[Natural-language object grounding data]
----------------------------------------

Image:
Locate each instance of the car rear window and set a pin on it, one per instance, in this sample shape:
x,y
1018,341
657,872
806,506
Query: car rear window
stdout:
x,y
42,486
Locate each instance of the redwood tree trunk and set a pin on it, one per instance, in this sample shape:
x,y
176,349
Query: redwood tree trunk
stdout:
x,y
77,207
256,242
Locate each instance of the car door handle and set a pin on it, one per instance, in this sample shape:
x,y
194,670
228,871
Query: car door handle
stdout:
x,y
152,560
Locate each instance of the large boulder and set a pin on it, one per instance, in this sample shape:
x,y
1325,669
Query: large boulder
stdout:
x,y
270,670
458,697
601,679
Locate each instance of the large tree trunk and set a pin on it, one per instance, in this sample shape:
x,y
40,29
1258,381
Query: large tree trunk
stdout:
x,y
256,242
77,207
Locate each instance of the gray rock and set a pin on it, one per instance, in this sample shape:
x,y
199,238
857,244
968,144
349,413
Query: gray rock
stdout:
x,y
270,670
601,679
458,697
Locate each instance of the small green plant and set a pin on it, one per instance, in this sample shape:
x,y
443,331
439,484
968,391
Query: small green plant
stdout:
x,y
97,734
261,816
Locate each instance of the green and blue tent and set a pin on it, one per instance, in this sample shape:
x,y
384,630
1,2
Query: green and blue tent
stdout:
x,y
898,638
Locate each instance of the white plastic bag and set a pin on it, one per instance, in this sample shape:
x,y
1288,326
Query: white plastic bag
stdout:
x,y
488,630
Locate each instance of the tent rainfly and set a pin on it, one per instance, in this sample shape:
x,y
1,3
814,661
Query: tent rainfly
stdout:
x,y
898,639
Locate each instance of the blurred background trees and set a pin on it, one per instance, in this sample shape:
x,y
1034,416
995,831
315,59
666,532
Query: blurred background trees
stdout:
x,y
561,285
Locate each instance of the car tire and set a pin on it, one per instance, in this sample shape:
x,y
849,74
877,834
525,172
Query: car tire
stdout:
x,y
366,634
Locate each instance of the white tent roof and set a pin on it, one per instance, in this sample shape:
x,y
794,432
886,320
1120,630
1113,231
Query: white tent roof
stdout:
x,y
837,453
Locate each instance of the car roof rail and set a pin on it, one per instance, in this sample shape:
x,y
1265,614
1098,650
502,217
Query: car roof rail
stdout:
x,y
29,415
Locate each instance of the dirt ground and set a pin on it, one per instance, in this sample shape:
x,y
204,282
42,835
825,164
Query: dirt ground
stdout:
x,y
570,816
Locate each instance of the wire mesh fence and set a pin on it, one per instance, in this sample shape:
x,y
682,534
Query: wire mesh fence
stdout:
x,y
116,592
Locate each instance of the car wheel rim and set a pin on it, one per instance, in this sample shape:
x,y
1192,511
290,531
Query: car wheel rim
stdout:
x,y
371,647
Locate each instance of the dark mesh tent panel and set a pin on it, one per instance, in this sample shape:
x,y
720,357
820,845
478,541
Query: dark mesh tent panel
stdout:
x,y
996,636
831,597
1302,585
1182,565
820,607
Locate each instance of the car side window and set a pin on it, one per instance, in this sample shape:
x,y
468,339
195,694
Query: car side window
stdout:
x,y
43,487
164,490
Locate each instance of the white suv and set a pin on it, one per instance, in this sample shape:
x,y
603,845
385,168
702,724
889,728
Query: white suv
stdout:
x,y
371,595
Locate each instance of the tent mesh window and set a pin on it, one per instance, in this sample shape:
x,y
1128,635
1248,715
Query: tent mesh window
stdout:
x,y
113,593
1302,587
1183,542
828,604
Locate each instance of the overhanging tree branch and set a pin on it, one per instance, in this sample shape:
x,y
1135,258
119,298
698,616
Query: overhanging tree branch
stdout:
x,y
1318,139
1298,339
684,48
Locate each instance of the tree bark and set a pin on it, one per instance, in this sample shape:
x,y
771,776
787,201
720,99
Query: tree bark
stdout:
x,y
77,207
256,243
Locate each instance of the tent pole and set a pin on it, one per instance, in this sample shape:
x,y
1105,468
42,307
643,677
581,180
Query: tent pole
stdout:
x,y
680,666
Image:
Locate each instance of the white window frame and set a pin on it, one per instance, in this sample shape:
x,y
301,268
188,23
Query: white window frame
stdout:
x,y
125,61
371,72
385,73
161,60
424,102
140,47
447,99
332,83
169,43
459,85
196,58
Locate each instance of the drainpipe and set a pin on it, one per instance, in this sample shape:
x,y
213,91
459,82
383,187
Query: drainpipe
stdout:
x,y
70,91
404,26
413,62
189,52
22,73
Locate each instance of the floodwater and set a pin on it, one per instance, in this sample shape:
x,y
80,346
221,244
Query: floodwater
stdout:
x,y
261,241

----------------------------------------

Task to complete:
Look through the entries for the string "dark". Every line that has it belongs in the answer.

Answer space:
Locate each instance of the dark mesh tent panel and set a pin on it, one per instance, in this sample shape:
Query: dark mesh tent panel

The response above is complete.